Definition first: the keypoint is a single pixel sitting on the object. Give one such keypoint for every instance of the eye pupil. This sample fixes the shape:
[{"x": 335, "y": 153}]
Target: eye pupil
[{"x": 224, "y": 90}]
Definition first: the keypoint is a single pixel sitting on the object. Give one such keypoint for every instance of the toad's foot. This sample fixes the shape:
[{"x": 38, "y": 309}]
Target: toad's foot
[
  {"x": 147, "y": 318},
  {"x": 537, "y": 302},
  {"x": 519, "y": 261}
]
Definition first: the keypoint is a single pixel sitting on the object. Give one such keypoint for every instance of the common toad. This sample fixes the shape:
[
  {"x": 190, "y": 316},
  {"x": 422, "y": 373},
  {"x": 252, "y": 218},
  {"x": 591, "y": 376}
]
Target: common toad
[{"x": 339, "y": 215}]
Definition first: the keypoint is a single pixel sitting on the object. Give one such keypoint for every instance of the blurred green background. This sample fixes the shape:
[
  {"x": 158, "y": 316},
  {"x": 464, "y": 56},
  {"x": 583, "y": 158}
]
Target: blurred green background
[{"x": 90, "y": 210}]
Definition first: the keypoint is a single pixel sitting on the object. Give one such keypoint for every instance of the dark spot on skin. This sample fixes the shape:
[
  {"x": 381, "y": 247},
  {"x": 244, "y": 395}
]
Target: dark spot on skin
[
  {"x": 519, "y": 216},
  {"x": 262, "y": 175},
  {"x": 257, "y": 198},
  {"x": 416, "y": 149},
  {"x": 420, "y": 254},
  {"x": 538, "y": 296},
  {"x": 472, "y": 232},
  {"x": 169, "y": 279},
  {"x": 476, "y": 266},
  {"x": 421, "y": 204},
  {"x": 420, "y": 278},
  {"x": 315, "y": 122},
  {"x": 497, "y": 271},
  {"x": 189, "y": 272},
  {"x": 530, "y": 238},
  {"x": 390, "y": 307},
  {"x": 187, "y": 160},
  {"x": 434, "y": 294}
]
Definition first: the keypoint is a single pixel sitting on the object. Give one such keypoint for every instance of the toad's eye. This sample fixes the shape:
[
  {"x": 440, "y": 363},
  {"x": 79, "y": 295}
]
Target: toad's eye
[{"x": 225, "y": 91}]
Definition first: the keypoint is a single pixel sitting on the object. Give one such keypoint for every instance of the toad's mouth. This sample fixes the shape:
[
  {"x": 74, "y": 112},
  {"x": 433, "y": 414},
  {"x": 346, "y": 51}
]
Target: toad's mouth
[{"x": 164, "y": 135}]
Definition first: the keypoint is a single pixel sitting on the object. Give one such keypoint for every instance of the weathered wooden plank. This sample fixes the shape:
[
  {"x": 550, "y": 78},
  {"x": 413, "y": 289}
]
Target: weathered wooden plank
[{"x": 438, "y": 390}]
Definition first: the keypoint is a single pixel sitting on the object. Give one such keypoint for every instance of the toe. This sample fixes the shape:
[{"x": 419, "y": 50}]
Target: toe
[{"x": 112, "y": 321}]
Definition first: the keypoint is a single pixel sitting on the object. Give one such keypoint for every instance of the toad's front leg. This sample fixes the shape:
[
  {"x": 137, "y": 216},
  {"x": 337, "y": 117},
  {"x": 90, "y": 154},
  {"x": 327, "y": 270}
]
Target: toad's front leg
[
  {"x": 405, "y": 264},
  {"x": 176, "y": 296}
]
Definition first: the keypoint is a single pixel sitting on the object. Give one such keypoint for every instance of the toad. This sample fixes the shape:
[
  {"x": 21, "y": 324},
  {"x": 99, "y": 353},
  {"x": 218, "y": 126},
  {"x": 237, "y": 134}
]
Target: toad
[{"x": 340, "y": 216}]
• • • •
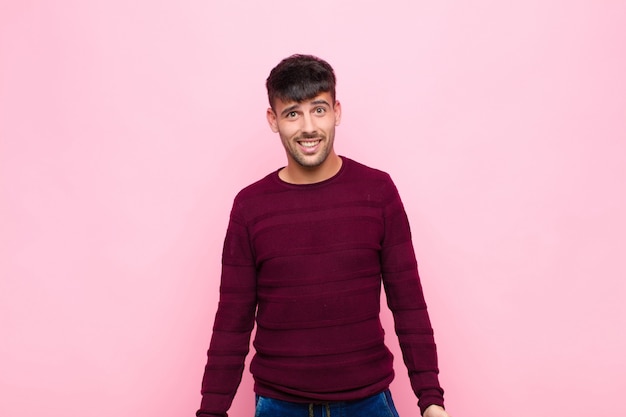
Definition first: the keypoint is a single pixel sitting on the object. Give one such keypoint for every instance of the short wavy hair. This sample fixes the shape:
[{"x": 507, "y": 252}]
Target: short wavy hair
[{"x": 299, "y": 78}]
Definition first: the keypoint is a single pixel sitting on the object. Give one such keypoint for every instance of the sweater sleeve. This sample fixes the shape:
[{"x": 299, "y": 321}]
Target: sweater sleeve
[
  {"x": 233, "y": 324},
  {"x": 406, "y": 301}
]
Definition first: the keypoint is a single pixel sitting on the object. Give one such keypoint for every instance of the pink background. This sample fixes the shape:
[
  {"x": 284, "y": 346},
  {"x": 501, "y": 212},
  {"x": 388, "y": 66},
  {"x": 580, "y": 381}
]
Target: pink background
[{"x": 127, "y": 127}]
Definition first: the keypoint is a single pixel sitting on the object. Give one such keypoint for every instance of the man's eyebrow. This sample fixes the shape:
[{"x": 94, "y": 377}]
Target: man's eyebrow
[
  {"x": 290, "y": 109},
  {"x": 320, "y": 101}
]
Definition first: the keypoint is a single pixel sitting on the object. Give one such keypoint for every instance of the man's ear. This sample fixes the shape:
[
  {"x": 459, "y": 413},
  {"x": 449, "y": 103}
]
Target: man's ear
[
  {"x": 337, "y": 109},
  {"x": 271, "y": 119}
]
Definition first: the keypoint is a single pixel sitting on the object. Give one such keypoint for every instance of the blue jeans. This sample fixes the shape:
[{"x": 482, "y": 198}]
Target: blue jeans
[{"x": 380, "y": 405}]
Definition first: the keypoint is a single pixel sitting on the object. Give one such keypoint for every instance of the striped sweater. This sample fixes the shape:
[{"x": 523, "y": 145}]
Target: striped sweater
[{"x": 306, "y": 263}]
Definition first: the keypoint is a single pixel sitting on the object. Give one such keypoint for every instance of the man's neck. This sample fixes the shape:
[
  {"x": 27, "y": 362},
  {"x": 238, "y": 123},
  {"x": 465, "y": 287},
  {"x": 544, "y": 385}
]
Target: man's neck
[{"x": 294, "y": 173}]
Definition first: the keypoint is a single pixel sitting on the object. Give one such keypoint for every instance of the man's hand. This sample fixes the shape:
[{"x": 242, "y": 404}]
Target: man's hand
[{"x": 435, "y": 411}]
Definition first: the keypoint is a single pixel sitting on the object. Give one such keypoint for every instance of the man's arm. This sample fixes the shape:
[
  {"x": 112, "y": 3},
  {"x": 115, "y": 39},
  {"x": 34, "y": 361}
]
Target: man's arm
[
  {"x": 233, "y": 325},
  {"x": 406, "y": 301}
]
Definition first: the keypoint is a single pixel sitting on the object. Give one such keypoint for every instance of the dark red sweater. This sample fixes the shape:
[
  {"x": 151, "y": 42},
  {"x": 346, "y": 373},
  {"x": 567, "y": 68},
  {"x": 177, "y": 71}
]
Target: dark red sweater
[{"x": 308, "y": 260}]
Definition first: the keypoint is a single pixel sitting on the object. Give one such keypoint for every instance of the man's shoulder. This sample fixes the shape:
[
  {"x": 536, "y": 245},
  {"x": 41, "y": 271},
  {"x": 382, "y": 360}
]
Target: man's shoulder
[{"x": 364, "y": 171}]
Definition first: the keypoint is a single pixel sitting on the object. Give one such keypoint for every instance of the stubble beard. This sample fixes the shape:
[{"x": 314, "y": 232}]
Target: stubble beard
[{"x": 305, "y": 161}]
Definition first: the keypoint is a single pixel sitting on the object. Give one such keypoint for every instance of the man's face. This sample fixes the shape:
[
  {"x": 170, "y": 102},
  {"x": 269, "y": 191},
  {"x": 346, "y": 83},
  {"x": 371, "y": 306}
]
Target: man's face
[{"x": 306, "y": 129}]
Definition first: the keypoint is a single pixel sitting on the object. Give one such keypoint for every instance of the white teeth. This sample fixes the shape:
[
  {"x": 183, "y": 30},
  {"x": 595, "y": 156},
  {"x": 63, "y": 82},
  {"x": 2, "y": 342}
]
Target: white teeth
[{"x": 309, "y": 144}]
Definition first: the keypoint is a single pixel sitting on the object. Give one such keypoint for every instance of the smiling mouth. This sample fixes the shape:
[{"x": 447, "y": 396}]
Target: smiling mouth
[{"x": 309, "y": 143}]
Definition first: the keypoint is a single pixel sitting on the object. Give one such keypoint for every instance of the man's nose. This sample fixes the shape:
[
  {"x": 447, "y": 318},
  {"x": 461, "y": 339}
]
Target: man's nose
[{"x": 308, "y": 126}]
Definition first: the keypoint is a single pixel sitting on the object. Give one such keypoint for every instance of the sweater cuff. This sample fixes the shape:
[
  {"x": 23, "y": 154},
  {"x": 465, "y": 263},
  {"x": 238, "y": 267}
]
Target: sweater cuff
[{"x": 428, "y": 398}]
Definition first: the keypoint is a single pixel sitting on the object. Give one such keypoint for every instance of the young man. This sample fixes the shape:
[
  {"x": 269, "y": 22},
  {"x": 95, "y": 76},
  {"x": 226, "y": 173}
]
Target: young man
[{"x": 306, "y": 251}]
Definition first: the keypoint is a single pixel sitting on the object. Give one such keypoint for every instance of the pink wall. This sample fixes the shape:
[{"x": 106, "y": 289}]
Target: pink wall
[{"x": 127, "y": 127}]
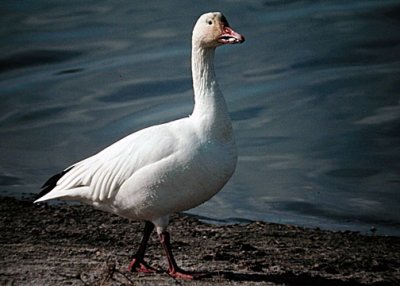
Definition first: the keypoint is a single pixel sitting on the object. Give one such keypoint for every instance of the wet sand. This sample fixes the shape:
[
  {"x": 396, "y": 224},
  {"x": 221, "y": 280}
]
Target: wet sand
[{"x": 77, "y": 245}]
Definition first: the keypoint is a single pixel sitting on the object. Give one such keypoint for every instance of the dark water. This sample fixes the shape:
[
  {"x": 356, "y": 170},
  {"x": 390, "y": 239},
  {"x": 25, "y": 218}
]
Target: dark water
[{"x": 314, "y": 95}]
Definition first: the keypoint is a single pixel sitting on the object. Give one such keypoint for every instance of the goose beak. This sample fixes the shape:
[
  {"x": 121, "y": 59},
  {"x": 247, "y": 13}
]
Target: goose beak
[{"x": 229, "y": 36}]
• • • •
> **Problem to work on**:
Please list every line of the records above that contains the word "skin". Case counts, so match only that exact capitalization.

> **Solution to the problem**:
Definition first: the keypoint is a single pixel sitting on the object. Give one such keypoint for every instance of the dark spot on skin. This sample fixes the shape:
Target: dark spot on skin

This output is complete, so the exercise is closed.